= DATASET CONTENT =
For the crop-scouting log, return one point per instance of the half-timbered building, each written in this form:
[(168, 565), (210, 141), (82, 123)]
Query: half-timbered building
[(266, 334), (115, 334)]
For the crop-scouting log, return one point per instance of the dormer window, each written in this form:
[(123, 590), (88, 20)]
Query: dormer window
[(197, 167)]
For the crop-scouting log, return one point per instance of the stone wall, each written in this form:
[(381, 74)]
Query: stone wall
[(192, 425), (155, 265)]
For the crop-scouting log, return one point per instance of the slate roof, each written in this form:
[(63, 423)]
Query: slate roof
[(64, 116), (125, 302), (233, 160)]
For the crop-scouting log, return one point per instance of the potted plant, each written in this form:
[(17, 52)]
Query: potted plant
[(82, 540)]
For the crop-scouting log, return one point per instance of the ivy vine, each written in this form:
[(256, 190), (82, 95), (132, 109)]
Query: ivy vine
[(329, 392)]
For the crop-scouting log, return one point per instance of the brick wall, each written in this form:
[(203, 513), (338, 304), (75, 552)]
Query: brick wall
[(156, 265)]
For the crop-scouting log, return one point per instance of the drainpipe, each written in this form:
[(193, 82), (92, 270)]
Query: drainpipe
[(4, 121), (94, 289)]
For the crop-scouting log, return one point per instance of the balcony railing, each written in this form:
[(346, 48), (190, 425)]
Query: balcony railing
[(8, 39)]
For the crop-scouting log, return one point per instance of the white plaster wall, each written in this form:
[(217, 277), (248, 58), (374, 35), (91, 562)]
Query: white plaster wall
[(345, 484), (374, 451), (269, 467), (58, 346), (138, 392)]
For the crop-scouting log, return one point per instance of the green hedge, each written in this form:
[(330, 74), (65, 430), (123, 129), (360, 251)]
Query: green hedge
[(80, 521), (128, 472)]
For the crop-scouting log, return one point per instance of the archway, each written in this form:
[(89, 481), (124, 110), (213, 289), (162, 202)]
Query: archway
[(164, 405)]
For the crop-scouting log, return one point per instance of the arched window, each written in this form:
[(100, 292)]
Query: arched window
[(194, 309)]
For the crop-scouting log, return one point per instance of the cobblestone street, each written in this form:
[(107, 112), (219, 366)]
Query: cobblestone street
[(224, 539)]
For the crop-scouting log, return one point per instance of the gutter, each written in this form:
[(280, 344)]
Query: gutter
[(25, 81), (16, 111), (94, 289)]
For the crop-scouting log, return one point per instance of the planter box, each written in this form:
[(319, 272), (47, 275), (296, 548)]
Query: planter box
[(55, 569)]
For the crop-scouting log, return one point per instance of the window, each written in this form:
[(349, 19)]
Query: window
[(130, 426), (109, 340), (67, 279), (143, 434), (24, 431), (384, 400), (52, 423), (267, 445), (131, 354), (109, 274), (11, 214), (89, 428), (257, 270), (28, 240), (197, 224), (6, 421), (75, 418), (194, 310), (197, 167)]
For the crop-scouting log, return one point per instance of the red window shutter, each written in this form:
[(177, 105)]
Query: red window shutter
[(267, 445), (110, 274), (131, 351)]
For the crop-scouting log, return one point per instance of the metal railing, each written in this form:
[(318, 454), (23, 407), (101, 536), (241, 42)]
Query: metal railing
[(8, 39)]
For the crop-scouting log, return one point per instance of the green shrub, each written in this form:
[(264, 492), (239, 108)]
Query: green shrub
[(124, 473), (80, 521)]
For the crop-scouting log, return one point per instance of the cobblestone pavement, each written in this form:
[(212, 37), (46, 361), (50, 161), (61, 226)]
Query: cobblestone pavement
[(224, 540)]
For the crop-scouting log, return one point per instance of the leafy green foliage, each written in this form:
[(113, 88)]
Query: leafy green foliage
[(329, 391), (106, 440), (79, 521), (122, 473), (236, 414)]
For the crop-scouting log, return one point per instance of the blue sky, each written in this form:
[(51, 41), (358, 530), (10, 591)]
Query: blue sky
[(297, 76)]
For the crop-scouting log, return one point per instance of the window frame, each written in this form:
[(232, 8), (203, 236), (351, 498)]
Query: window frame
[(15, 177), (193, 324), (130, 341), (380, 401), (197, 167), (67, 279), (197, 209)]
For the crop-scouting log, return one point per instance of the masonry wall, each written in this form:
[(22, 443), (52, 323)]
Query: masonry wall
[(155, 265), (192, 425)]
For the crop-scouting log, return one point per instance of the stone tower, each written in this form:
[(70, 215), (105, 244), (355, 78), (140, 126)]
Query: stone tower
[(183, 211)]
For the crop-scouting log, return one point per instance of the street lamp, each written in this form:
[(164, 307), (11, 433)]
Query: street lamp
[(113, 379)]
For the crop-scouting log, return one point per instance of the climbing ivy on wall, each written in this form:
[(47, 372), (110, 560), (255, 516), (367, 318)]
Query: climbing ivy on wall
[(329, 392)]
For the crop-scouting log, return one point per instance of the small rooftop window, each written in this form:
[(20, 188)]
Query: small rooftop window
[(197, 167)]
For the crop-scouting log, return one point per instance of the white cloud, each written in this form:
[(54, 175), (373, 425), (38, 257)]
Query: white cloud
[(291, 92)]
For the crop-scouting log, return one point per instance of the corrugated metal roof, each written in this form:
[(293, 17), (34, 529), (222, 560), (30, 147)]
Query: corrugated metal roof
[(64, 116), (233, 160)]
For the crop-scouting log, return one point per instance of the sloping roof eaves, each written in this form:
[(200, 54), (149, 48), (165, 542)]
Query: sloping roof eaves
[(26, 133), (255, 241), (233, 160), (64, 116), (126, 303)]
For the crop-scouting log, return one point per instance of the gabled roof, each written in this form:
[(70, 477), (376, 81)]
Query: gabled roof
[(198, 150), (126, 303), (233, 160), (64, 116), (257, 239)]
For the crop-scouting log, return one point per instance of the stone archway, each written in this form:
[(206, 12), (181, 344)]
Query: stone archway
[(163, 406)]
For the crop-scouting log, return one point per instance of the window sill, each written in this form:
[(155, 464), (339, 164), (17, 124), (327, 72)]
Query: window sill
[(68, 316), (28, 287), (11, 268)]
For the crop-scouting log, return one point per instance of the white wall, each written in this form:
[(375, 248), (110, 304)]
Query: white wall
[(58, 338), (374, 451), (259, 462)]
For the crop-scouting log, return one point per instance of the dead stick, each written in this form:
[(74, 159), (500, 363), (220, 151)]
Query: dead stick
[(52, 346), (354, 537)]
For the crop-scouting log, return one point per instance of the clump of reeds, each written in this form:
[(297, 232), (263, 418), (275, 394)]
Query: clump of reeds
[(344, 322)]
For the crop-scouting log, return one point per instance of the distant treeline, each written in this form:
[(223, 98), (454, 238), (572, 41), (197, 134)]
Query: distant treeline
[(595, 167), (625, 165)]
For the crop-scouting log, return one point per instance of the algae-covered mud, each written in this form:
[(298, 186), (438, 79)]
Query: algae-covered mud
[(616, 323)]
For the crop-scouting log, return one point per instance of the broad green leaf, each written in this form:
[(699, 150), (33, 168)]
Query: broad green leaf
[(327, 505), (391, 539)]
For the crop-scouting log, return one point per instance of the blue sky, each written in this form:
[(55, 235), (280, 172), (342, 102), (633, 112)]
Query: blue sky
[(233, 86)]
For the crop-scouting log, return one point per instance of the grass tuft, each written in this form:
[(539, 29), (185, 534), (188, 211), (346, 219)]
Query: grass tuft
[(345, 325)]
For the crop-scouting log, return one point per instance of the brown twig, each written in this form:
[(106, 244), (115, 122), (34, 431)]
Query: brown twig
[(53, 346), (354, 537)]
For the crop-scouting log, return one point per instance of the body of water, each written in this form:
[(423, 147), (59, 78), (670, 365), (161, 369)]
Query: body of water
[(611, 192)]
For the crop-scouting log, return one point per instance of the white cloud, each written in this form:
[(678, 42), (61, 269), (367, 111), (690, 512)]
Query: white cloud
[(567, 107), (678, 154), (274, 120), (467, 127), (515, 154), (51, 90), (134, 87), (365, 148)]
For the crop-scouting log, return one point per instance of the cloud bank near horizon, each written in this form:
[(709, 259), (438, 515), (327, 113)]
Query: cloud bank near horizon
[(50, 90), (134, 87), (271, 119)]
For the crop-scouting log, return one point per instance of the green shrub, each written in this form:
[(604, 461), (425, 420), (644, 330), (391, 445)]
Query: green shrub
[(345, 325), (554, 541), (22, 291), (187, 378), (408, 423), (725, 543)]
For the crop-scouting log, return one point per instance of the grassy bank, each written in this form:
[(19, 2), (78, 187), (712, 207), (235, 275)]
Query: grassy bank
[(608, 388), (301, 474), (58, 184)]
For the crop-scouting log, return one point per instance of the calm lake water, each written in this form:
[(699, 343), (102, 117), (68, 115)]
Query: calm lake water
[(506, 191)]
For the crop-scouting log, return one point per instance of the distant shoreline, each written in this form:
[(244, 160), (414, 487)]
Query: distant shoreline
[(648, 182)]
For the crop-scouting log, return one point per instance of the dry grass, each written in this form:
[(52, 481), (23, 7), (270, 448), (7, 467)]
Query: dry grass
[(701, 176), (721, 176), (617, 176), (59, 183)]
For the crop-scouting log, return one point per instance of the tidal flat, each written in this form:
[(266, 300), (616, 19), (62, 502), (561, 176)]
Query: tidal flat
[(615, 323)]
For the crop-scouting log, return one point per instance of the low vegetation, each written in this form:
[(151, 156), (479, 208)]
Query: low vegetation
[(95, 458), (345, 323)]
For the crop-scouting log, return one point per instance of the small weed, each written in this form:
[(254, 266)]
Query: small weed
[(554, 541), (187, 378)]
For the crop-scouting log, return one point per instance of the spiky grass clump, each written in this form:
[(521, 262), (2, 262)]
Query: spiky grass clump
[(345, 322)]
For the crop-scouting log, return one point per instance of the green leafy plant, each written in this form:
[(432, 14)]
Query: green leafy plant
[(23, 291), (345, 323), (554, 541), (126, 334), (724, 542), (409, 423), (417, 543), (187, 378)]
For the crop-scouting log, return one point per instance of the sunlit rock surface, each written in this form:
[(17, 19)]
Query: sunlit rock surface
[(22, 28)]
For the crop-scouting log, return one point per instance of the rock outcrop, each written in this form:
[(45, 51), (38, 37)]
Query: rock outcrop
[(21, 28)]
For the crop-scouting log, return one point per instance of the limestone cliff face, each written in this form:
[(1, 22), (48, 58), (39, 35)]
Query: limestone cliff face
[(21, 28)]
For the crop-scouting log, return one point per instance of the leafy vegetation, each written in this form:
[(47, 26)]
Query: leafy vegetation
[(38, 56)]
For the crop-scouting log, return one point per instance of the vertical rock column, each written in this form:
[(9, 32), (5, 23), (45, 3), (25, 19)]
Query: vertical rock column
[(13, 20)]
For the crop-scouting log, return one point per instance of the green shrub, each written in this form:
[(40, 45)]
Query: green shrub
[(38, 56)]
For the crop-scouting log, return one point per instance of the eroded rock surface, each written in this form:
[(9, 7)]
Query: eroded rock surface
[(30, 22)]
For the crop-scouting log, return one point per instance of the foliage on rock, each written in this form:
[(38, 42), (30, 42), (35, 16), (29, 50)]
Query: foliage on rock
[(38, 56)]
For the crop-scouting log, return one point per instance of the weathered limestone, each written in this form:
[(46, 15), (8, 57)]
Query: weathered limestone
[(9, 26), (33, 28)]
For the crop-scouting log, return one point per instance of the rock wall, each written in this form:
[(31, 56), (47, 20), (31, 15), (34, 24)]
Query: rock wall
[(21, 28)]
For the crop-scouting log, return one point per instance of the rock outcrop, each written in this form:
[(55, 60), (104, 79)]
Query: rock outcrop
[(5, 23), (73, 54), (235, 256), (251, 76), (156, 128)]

= EXERCISE REQUIREMENTS =
Reproduce verbatim the stretch from the start of the records through the line containing "[(82, 540)]", with both ends included.

= THE SOLUTION =
For the crop-scouting log, return one point per instance of the half-timbered building, each written in this form:
[(168, 565), (210, 141), (82, 123)]
Query: half-timbered building
[(266, 334), (115, 334)]
For the crop-scouting log, return one point per instance of the dormer window, each written in this form:
[(123, 590), (88, 20)]
Query: dormer window
[(197, 167)]
For the crop-scouting log, return one point per instance of the stone wall, each written in this form:
[(381, 74)]
Query: stone wall
[(192, 425), (155, 265)]
For the crop-scouting log, return one point per instance of the slate roof, each written in this form:
[(63, 423)]
Query: slate roof
[(64, 116), (125, 302), (233, 160)]
For the crop-scouting log, return one point per instance of the potted plant, each written in this form:
[(17, 52)]
Query: potted plant
[(82, 540)]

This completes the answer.